**Task requirements:** Apart from the pictures, every part of the records below gets retyped exactly.

(Recorded data)
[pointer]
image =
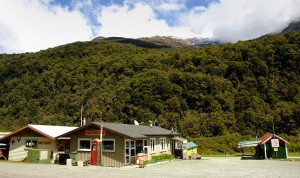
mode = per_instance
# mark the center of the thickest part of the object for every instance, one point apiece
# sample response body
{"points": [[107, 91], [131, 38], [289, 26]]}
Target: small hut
{"points": [[273, 146], [268, 146], [191, 148]]}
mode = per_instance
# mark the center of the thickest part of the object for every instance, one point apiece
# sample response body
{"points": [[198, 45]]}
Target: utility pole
{"points": [[101, 135], [81, 113]]}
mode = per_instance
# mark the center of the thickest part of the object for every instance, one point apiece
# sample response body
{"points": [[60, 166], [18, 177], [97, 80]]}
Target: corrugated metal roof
{"points": [[244, 144], [46, 130], [136, 131], [269, 136], [191, 145], [51, 130], [132, 131]]}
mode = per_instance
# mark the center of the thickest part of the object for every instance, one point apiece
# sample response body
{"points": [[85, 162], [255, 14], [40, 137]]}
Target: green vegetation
{"points": [[209, 94], [160, 158]]}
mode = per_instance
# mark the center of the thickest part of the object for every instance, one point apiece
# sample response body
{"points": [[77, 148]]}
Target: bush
{"points": [[160, 158]]}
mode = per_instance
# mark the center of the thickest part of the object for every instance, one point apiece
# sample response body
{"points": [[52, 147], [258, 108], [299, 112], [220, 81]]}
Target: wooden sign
{"points": [[93, 132], [44, 142], [275, 142]]}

**Output of the exercise:**
[pointer]
image =
mode = per_instance
# mark the center of the thickest part of the object for every instance, one point apiece
# sample response body
{"points": [[107, 91], [131, 38], [289, 26]]}
Target: small hut
{"points": [[273, 146], [268, 146], [191, 148]]}
mode = per_instance
# mark the center of the thickest part of the object for every instance, one point apiece
# sample response body
{"points": [[198, 45]]}
Target: utility pole
{"points": [[101, 135], [81, 113]]}
mode = per_instance
# mark the center of the thickest part of the object for every instance, one point apiece
# sample response body
{"points": [[60, 166], [18, 177], [97, 80]]}
Target: corrugated metal roof
{"points": [[244, 144], [46, 130], [136, 131], [269, 136], [191, 145], [51, 130], [132, 131]]}
mode = per_instance
# mark the center of the thickest part of the object for every instance, one point apiece
# sample response body
{"points": [[85, 162], [255, 14], [40, 137]]}
Target: green vegetation
{"points": [[209, 94], [160, 158]]}
mode = per_instance
# mark the center of the thickest part of the object for every instance, one point apiece
# sample response body
{"points": [[77, 148]]}
Target: bush
{"points": [[160, 158]]}
mode = per_instance
# mark the center of the thickest part of the object for every instance, one point apiece
# sample response body
{"points": [[52, 147], [258, 108], [299, 112], [220, 81]]}
Target: wooden sign
{"points": [[93, 132], [44, 142], [275, 142]]}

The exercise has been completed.